Source document —
⁂

Despite the well-documented health significance of mycotoxin exposure, several critical but often overlooked problems persist: the methodological inadequacy, analytical unreliability, and clinical misapplication of mycotoxin testing methods. This essay addresses the substantial gap between laboratory-based detection capabilities and clinically meaningful diagnostic interpretation, examining how current testing paradigms frequently generate misleading results that compromise both public health assessment and individual patient management.
Background and Scope of Mycotoxin Exposure
The fundamental challenge lies in the multiplicity and complexity of mycotoxin detection approaches, ranging from chromatographic instrumental methods to immunological assays and emerging biosensor technologies. Each methodology possesses inherent limitations regarding sensitivity, specificity, accuracy, and practical applicability. Moreover, the translation of analytical findings into meaningful health risk assessments remains profoundly hampered by insufficient harmonization of methods, inadequate reference standards, and a persistent lack of evidence linking circulating biomarkers to clinical health outcomes in human populations, with specific corrections to these parameters.
This comprehensive review critically examines the scientific and medical pitfalls endemic to mycotoxin testing, focusing on the gap between flawed methodology and misleading clinical interpretation that currently characterizes much of the field. Claims attributing chronic illness causation to fungal infection and advocating anti-fungal treatment are not supported by current evidence. CIRS is not an infectious disease. Studies have shown that inflammatory, metabolic, and immunologic parameters are present in all cases, and that specific therapies are required to correct the CIRS illness. We know that Actinobacteria are the source of 42% of cases confirmed by meeting the criteria of specific causation. Lipopolysaccharides, endotoxins derived from Gram-negative rods, result in an additional 28% of cases meeting specific causation criteria. Fungi are shown to result in 7% of cases.

⁂

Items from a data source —

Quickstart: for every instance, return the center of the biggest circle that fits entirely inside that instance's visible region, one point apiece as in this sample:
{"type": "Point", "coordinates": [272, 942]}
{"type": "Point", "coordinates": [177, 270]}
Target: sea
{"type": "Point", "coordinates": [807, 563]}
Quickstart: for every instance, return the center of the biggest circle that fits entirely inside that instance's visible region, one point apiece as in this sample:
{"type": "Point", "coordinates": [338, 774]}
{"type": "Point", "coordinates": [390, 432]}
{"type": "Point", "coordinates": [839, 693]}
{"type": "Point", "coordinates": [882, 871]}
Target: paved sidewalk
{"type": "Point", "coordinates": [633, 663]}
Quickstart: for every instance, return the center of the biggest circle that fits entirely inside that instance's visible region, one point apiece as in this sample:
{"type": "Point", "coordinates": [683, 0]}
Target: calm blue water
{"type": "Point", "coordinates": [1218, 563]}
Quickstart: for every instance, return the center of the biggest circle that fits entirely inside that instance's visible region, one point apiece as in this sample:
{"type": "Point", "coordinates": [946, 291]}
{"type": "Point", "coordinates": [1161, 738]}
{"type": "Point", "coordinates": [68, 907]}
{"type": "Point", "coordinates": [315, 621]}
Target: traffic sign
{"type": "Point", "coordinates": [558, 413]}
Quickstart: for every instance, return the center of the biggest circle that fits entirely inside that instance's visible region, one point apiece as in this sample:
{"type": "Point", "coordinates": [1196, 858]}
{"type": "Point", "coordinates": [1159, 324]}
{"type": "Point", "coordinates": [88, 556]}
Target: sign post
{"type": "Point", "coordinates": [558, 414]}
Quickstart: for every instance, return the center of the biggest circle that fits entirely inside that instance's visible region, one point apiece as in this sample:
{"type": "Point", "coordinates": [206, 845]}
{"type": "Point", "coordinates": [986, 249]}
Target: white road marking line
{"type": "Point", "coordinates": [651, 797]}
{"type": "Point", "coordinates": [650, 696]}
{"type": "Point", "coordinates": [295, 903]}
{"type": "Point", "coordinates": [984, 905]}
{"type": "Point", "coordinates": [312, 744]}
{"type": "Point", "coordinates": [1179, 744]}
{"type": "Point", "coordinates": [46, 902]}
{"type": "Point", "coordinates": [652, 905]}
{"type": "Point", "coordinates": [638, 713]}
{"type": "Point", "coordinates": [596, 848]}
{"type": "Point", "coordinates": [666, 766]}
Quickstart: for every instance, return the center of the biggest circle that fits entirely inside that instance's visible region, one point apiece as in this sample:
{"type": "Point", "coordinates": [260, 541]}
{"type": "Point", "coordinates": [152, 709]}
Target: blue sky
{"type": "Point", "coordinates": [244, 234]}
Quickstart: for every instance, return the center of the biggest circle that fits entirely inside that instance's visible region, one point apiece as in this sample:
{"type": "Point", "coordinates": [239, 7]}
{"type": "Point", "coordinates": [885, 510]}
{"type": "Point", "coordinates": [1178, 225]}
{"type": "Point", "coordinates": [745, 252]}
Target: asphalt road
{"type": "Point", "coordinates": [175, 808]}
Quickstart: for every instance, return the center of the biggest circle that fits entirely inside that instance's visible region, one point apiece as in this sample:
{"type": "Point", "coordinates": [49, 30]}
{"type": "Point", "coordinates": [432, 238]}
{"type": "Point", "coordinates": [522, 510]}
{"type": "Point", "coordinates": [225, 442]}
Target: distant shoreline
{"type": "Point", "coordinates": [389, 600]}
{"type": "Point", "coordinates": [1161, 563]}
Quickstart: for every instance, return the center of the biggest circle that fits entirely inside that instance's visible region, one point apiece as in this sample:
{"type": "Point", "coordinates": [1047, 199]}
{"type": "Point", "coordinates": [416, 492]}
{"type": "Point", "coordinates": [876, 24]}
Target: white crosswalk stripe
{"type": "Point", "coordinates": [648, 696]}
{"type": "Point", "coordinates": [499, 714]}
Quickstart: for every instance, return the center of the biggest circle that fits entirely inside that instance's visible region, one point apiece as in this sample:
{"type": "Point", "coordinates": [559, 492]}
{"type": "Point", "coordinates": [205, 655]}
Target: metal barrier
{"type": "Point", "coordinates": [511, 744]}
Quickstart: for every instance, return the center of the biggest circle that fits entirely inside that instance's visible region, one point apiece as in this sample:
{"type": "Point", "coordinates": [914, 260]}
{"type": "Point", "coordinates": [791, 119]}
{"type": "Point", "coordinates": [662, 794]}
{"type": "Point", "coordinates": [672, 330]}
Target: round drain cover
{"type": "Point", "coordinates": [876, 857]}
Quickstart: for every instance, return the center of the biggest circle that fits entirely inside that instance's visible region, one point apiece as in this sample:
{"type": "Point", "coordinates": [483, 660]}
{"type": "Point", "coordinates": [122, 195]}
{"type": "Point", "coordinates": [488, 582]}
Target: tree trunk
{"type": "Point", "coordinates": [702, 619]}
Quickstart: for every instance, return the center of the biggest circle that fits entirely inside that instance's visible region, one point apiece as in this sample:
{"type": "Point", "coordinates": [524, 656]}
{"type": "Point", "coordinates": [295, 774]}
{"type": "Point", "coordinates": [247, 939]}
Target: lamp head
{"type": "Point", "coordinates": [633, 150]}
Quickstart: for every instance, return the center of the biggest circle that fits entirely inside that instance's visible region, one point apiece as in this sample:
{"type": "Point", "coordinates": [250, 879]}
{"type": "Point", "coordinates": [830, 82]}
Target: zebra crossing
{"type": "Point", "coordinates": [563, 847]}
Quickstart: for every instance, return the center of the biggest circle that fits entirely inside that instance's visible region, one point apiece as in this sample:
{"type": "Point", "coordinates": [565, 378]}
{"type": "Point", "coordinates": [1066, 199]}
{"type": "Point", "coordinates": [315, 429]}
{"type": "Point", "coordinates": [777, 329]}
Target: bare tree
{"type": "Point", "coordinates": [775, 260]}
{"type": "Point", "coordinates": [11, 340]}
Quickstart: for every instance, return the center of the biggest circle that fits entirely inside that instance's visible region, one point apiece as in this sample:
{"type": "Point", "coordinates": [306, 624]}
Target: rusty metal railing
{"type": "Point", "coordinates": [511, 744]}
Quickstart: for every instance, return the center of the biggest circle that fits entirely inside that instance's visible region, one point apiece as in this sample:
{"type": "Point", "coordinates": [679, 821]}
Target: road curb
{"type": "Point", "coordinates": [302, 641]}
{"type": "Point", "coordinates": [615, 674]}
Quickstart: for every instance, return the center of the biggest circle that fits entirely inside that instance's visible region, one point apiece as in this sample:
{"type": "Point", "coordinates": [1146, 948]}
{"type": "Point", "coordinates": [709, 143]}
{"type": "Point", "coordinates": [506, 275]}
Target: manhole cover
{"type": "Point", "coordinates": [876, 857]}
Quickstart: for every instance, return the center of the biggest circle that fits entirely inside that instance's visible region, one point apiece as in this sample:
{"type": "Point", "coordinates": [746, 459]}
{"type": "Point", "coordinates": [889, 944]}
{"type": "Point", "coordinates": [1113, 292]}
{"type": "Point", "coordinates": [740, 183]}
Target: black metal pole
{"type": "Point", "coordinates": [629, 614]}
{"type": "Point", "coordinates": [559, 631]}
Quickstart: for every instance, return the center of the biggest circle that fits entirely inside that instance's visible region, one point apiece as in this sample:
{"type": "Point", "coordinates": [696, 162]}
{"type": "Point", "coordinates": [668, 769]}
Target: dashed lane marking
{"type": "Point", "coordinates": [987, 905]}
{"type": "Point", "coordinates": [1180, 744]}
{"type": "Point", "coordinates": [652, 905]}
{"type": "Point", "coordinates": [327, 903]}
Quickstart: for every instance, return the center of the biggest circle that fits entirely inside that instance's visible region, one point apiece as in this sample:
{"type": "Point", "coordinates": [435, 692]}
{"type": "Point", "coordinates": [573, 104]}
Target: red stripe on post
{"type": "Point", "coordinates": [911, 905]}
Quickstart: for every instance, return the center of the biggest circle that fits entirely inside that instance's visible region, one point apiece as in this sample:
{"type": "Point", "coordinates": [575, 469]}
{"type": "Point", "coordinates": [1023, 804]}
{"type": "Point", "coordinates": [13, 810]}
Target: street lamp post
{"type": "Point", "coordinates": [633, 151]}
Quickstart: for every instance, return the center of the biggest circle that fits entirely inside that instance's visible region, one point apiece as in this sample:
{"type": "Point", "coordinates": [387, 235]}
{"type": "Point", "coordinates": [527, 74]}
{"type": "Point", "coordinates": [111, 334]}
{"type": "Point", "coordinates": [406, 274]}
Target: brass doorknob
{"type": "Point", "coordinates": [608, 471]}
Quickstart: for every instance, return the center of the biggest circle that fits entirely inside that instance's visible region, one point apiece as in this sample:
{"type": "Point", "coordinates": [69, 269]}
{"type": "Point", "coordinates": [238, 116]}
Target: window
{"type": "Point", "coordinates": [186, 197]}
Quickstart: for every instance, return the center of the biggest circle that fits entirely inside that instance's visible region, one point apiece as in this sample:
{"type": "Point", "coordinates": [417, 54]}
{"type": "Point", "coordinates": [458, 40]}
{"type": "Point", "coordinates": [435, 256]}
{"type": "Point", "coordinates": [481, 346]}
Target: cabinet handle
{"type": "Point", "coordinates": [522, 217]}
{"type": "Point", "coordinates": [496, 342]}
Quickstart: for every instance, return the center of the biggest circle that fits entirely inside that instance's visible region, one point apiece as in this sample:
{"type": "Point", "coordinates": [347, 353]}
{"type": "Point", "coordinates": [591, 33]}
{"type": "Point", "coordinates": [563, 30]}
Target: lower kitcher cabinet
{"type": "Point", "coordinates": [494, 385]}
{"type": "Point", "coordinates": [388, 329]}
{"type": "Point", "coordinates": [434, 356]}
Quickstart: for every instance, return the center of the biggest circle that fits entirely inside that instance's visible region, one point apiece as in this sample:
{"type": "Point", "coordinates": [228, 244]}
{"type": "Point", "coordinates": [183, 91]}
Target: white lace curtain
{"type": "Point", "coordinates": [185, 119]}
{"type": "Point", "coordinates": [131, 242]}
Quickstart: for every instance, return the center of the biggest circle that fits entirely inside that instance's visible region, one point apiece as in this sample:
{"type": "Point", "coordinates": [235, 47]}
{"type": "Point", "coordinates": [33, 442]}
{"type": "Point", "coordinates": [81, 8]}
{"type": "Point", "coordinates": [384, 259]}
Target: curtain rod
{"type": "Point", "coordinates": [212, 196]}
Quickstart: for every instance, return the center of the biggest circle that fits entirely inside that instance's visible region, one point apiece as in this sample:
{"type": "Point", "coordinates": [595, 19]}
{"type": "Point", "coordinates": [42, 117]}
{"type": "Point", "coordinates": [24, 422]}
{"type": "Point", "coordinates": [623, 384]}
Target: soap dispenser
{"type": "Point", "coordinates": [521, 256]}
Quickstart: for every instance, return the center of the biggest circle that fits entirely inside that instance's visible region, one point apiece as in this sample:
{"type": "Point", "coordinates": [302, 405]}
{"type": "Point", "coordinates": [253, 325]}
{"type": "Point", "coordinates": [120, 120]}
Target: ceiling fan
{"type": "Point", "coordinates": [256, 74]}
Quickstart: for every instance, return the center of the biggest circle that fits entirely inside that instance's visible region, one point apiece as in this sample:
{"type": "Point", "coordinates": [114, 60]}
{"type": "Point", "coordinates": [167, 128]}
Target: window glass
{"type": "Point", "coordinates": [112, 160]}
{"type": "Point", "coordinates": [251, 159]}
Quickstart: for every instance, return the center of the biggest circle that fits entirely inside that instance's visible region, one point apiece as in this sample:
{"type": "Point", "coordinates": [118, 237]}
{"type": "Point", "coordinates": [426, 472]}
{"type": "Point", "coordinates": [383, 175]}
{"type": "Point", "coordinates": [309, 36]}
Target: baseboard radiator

⁂

Questions to answer —
1. Condense the paragraph of the essay on mycotoxin testing that begins "This comprehensive review critically examines" into a short bulleted list that keeps its main facts.
2. Write a continuation of the essay on mycotoxin testing, picking up right after its final sentence.

Responses by item number —
1.
- The review examines the scientific and medical pitfalls of mycotoxin testing, focusing on the gap between flawed methodology and misleading clinical interpretation.
- Current evidence does not support claims that fungal infection causes chronic illness or that anti-fungal treatment is warranted.
- CIRS is not an infectious disease. Studies show inflammatory, metabolic, and immunologic parameters in all cases, and specific therapies are required to correct it.
- Share of cases meeting specific causation criteria, by source:
  - Actinobacteria: 42%
  - Lipopolysaccharides (endotoxins from Gram-negative rods): 28%
  - Fungi: 7%

2.
As the peer-reviewed literature shows, neurosenescent effects of exposure to CIRS create cognitive impairment similar to Parkinson’s disease and Alzheimer’s. Now that we have the “Triple Positives of Parkinson’s,” a treatable transcriptomic basis for brain injury, it is even more incumbent on treating physicians to stop wasting time on costly but ineffective approaches to chronic illness acquired from exposure to water-damaged buildings. Concerns about the clinical interpretation of exposure biomarkers particularly when assays are promoted for individual diagnosis, treatment decisions, or medico-legal attribution without validated reference intervals or outcome-linked thresholds have also been discussed in the context of chronic inflammatory illness associated with water-damaged buildings and related diagnostic frameworks.
Analytical Methodology Pitfalls
CHROMATOGRAPHIC METHODS: LIMITATIONS DESPITE INSTRUMENTAL SOPHISTICATION
High-performance liquid chromatography combined with mass spectrometry (LC-MS/MS) has emerged as the gold standard for mycotoxin analysis, offering superior selectivity and sensitivity compared to earlier techniques. However, even these sophisticated instrumental approaches contain significant methodological limitations that compromise data reliability. The validation of LC-MS/MS-based methods for multi-mycotoxin determination reveals substantial variability in analytical performance across different food matrices.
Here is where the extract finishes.